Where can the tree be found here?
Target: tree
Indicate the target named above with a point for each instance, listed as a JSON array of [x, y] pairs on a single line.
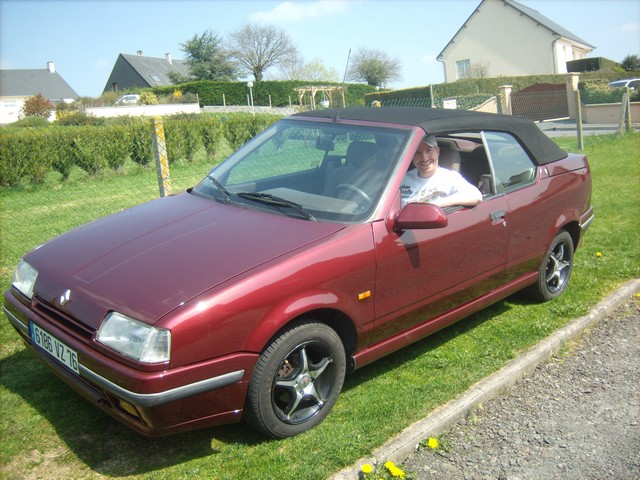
[[374, 67], [207, 59], [631, 63], [37, 106], [259, 47]]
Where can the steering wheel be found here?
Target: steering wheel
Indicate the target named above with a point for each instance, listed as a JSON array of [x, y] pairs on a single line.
[[353, 189]]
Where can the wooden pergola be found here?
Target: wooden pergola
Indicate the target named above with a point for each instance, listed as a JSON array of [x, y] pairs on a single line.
[[328, 93]]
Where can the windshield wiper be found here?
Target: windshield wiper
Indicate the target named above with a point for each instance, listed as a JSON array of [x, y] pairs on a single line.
[[219, 186], [269, 199]]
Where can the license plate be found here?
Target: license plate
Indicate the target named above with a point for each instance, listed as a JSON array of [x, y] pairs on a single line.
[[54, 347]]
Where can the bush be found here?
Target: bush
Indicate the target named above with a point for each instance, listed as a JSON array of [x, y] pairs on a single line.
[[76, 117], [183, 137], [37, 106], [212, 134], [24, 154], [30, 122], [239, 128], [28, 154], [148, 98]]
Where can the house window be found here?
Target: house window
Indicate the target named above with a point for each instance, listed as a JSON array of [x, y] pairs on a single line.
[[463, 68]]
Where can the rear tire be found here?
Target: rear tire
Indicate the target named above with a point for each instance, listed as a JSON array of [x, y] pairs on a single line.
[[296, 380], [555, 270]]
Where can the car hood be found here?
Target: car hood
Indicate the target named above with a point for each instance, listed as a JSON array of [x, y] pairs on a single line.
[[148, 260]]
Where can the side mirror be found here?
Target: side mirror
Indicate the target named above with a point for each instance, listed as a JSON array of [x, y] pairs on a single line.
[[420, 216]]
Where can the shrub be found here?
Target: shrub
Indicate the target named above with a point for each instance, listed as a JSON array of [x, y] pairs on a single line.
[[30, 122], [37, 106], [148, 98], [76, 117], [183, 137], [212, 134]]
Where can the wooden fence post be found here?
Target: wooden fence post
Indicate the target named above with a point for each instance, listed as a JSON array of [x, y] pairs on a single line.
[[162, 162]]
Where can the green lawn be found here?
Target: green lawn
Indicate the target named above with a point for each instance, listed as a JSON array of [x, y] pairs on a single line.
[[50, 432]]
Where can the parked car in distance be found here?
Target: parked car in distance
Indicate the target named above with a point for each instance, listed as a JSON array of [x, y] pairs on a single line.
[[632, 83], [129, 99], [293, 263]]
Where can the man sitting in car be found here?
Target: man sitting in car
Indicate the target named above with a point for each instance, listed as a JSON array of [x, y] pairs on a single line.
[[429, 183]]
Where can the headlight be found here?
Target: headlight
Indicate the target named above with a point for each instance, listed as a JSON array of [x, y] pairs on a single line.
[[135, 339], [25, 278]]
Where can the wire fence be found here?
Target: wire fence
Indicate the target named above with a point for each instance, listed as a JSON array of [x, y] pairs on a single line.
[[32, 213]]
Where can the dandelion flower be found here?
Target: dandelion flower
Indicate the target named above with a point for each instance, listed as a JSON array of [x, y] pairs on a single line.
[[367, 468], [393, 470]]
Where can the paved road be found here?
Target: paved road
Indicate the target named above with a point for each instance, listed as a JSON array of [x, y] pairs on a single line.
[[575, 417]]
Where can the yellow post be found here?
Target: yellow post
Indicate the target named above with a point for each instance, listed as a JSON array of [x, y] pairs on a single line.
[[162, 162]]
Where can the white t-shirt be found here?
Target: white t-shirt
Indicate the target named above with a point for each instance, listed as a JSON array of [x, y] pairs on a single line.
[[442, 183]]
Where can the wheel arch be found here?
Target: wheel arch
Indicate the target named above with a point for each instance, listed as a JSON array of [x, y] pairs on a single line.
[[272, 325]]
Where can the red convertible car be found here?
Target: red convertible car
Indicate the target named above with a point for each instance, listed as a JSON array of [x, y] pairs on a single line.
[[294, 262]]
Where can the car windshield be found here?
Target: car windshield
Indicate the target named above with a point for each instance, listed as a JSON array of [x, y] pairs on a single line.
[[316, 171]]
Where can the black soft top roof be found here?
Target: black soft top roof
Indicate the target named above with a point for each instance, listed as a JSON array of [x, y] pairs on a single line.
[[440, 121]]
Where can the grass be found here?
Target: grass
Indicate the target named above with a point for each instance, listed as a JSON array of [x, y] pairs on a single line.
[[50, 432]]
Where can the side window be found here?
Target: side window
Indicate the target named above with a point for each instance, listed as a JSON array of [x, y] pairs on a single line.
[[511, 163]]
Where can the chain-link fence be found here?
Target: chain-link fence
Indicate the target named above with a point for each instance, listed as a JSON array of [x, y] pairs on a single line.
[[83, 176], [54, 180]]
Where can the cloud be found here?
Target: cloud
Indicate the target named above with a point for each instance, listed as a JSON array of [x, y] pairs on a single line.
[[625, 28], [290, 12]]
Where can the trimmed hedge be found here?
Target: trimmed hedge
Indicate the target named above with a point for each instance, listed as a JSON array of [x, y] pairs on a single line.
[[274, 93], [482, 88], [29, 154]]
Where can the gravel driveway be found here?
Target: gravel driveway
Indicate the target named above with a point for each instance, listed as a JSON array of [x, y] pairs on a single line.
[[575, 417]]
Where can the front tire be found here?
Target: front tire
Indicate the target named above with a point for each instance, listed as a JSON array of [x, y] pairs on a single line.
[[555, 270], [296, 380]]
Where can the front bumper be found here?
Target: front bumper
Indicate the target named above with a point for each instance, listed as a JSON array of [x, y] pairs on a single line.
[[152, 403]]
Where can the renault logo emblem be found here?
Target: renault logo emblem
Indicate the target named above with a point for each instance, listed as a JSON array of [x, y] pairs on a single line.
[[64, 298]]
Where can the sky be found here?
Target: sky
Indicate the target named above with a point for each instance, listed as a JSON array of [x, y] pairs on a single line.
[[84, 37]]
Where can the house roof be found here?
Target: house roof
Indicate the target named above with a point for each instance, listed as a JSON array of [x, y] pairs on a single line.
[[155, 70], [533, 15], [550, 24], [26, 83]]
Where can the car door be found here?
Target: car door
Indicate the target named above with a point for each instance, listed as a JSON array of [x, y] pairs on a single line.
[[424, 273]]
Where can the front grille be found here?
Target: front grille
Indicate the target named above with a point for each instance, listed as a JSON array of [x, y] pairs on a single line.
[[62, 320]]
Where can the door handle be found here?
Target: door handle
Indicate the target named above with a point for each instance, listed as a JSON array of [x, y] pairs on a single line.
[[497, 215]]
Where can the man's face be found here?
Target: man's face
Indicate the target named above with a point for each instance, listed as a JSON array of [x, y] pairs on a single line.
[[426, 160]]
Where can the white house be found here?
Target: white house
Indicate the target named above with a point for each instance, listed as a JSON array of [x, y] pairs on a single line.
[[505, 38], [16, 86]]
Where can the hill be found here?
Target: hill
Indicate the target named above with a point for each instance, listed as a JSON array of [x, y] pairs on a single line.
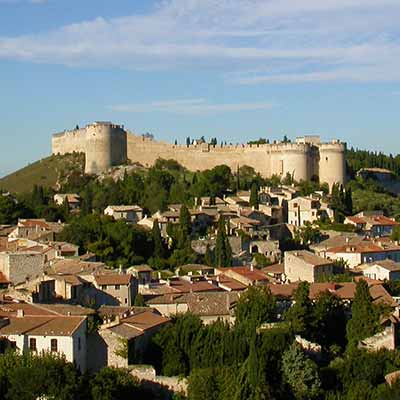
[[47, 172]]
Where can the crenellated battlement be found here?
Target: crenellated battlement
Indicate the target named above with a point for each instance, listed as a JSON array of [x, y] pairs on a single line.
[[106, 144]]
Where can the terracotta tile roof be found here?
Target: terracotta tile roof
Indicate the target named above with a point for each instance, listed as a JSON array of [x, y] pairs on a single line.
[[126, 331], [76, 267], [389, 265], [3, 279], [227, 283], [67, 309], [212, 304], [114, 279], [126, 208], [309, 258], [168, 298], [145, 320], [253, 274], [42, 326], [274, 269], [183, 286]]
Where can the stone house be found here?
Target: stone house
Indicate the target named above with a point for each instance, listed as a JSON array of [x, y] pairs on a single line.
[[307, 209], [35, 229], [248, 276], [122, 288], [30, 328], [131, 213], [142, 273], [19, 266], [73, 200], [365, 251], [382, 270], [302, 265], [123, 341], [372, 223]]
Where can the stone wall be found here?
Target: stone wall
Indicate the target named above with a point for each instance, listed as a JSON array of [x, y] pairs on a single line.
[[107, 144], [18, 267], [148, 374]]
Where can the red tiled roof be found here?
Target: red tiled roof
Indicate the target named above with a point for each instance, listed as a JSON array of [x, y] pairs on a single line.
[[114, 279]]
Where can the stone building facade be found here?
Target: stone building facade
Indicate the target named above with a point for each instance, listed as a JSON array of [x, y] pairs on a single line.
[[106, 144]]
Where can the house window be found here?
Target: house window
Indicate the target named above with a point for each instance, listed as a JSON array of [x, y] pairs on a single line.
[[32, 344], [54, 345]]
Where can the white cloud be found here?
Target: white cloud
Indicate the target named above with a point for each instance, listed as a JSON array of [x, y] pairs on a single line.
[[189, 107], [296, 40]]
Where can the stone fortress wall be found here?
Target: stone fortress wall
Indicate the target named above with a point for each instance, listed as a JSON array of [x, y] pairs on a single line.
[[106, 145]]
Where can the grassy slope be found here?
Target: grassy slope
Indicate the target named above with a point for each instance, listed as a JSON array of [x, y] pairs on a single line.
[[45, 172]]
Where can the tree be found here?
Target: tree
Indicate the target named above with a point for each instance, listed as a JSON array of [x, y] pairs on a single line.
[[208, 256], [114, 384], [299, 315], [364, 320], [254, 201], [349, 202], [300, 373], [223, 251], [328, 322], [255, 306], [159, 250]]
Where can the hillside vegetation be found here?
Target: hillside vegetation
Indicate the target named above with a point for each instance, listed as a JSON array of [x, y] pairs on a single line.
[[47, 172]]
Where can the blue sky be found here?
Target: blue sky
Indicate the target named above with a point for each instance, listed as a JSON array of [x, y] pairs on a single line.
[[234, 69]]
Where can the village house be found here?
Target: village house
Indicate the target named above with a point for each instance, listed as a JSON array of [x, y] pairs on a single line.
[[366, 251], [116, 289], [307, 209], [130, 213], [382, 270], [73, 200], [372, 223], [302, 265], [125, 338], [248, 276], [142, 273], [20, 266], [29, 327], [36, 229]]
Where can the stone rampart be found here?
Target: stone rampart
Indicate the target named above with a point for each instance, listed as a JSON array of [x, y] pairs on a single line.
[[106, 144]]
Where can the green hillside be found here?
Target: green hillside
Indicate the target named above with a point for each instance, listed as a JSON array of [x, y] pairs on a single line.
[[46, 172]]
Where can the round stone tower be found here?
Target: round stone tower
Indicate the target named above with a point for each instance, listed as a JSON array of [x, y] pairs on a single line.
[[291, 158], [106, 146], [332, 164]]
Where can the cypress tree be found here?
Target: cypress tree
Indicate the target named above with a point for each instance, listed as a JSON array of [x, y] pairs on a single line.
[[254, 196], [159, 250], [208, 258], [364, 315], [223, 251], [185, 227], [349, 202]]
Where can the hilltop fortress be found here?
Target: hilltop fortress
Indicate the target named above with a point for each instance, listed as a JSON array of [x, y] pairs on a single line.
[[106, 145]]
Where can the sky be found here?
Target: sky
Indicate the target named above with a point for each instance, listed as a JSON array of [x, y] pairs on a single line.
[[232, 69]]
______________________________
◆ PROBLEM STATEMENT: The answer must consist of every line above that contains the word "gravel".

◆ ANSWER SPACE:
Where can the gravel driveway be found here?
Target: gravel driveway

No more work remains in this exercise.